• EXERCISE TASK: Starting with the line that contains "Highlight-reel tagging: indicate the tree" and going on through the end of the items below, write out every line again, text and answers alike. Scale each x and y coordinate in the answers by 0.4 and round it to a whole number, with halves rounded up.

• RECORDS FOR THIS TASK:
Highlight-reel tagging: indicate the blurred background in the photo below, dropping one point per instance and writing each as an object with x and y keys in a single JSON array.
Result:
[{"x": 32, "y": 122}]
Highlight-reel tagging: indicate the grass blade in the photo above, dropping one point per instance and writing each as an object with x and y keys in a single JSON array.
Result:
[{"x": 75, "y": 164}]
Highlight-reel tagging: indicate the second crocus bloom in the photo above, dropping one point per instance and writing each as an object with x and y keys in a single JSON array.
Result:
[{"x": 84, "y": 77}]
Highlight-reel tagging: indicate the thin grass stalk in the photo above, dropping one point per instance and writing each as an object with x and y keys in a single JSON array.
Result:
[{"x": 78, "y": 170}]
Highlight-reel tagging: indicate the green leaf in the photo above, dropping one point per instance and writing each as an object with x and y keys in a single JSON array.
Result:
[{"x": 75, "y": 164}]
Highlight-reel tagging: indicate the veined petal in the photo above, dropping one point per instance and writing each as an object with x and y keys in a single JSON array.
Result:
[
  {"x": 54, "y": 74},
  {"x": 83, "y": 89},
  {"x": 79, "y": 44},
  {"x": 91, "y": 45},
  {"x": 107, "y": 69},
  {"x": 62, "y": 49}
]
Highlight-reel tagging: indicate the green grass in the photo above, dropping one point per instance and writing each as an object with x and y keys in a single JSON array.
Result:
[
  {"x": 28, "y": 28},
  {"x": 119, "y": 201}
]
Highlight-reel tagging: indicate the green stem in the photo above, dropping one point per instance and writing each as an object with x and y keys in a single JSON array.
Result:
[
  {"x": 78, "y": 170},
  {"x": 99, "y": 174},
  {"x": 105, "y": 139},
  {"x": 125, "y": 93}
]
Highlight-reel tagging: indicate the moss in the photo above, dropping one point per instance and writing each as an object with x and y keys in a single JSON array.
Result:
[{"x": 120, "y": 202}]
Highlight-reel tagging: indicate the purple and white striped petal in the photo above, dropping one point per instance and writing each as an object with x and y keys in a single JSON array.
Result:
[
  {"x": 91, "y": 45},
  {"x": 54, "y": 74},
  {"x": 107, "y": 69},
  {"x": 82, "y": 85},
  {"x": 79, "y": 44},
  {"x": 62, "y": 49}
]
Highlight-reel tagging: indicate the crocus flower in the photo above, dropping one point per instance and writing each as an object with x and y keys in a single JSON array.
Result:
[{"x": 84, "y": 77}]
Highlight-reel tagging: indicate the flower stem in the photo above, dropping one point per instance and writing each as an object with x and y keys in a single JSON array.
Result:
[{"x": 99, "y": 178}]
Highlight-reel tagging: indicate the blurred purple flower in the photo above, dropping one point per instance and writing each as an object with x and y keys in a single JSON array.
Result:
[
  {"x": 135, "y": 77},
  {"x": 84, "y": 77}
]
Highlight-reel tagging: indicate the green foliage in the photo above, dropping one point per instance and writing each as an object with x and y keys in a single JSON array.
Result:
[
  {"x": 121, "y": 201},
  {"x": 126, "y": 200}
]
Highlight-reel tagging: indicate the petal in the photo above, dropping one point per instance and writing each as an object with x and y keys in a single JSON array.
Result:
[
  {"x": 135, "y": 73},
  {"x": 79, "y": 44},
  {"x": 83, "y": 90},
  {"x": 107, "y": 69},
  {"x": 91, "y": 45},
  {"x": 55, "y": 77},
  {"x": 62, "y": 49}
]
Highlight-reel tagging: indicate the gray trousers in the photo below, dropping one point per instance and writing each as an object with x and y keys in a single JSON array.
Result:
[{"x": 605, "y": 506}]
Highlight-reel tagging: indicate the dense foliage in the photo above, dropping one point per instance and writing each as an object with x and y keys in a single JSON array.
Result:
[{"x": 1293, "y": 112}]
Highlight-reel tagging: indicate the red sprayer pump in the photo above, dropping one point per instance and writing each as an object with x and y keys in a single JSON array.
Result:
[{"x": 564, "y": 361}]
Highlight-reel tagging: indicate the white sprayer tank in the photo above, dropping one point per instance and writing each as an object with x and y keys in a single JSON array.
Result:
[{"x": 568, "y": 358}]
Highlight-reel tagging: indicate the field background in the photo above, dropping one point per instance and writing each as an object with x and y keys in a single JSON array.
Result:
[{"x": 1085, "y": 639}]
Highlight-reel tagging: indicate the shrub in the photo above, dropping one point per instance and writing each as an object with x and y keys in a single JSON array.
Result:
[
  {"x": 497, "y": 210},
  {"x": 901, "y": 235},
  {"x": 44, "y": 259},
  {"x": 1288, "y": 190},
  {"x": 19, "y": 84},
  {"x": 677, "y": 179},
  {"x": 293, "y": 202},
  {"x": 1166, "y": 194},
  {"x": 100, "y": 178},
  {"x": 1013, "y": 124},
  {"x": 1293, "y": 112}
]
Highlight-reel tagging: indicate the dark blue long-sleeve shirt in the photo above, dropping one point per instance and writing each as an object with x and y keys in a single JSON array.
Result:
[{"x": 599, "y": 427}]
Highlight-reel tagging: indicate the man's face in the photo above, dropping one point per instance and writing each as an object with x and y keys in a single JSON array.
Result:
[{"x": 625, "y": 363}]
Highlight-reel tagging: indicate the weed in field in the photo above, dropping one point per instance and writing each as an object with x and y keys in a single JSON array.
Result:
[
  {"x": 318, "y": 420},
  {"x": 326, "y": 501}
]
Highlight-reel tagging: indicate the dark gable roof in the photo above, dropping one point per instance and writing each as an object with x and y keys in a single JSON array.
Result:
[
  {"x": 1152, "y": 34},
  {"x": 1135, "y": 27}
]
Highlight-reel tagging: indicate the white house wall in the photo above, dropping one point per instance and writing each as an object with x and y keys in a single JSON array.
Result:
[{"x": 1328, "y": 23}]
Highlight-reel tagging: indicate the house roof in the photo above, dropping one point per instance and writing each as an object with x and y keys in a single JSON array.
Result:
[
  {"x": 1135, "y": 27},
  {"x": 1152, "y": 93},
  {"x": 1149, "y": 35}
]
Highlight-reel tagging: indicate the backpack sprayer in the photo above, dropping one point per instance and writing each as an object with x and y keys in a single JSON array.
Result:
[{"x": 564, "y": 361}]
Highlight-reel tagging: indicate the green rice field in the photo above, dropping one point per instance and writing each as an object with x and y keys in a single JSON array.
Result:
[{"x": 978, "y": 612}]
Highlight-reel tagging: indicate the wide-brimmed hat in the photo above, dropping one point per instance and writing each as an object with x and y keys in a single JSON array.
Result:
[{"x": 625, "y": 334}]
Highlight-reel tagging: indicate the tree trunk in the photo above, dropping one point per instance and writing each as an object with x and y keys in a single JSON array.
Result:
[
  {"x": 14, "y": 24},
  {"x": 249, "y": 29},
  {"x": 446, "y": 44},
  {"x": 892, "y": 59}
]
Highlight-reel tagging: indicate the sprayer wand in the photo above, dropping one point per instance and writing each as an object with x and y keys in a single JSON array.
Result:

• EXERCISE RESULT:
Highlight-reel tagging: indicate the tree trunk in the photo above, dropping one point per instance and writing each as an object with x and y keys in a single JSON array.
Result:
[
  {"x": 6, "y": 10},
  {"x": 100, "y": 12},
  {"x": 178, "y": 18},
  {"x": 357, "y": 24}
]
Highlight-reel tagging: indicate the sprayer wand in the photo above, dropping one point per instance and writing each as an object with x and y keys in a single JSON array.
Result:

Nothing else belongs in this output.